[Region labeling items]
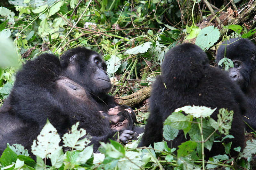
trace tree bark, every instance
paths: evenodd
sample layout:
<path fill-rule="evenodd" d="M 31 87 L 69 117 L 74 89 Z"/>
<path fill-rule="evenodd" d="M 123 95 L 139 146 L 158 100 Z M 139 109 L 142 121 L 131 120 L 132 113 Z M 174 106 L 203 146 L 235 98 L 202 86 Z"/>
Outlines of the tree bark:
<path fill-rule="evenodd" d="M 123 97 L 115 97 L 115 99 L 120 104 L 133 107 L 148 98 L 150 95 L 152 89 L 151 86 L 148 86 L 130 95 Z"/>
<path fill-rule="evenodd" d="M 244 11 L 239 14 L 237 17 L 233 19 L 228 23 L 228 25 L 235 24 L 241 25 L 244 22 L 248 21 L 252 19 L 256 14 L 256 1 L 255 1 L 251 6 L 247 9 Z M 222 41 L 222 37 L 224 36 L 227 31 L 227 35 L 230 34 L 234 32 L 233 30 L 224 28 L 220 31 L 220 35 L 219 38 L 216 42 L 217 44 L 219 42 Z"/>

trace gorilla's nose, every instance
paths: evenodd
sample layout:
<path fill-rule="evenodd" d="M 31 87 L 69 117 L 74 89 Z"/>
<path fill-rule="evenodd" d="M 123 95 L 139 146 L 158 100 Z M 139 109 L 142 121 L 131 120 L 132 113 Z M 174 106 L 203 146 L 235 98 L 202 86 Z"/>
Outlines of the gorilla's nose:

- [Task directions]: Swap every "sample layout" in the records for "example format", keeping everything else the same, and leave the pictures out of your answer.

- [Exercise output]:
trace tree bark, every instance
paths: evenodd
example format:
<path fill-rule="evenodd" d="M 31 87 L 69 117 L 74 89 Z"/>
<path fill-rule="evenodd" d="M 123 95 L 139 146 L 158 100 Z M 139 109 L 142 121 L 131 120 L 132 113 Z M 174 106 L 203 146 L 235 98 L 202 86 Z"/>
Outlines of the tree bark:
<path fill-rule="evenodd" d="M 123 97 L 115 97 L 115 99 L 120 104 L 133 107 L 148 98 L 150 95 L 152 89 L 151 86 L 148 86 L 130 95 Z"/>
<path fill-rule="evenodd" d="M 244 11 L 239 14 L 237 17 L 233 19 L 228 23 L 228 25 L 235 24 L 241 25 L 244 22 L 248 21 L 252 19 L 256 14 L 256 1 L 255 1 L 251 6 L 247 9 Z M 222 41 L 222 37 L 224 36 L 227 31 L 227 35 L 230 34 L 234 32 L 233 30 L 224 28 L 220 31 L 220 35 L 219 38 L 216 42 L 217 44 L 219 42 Z"/>

trace gorilla's nose, every instance
paths: evenodd
example format:
<path fill-rule="evenodd" d="M 31 87 L 69 117 L 74 89 Z"/>
<path fill-rule="evenodd" d="M 123 95 L 139 146 L 158 100 Z M 139 109 L 142 121 L 131 120 L 132 113 Z M 174 106 L 203 146 L 235 98 L 202 86 Z"/>
Outlines of the gorilla's nose:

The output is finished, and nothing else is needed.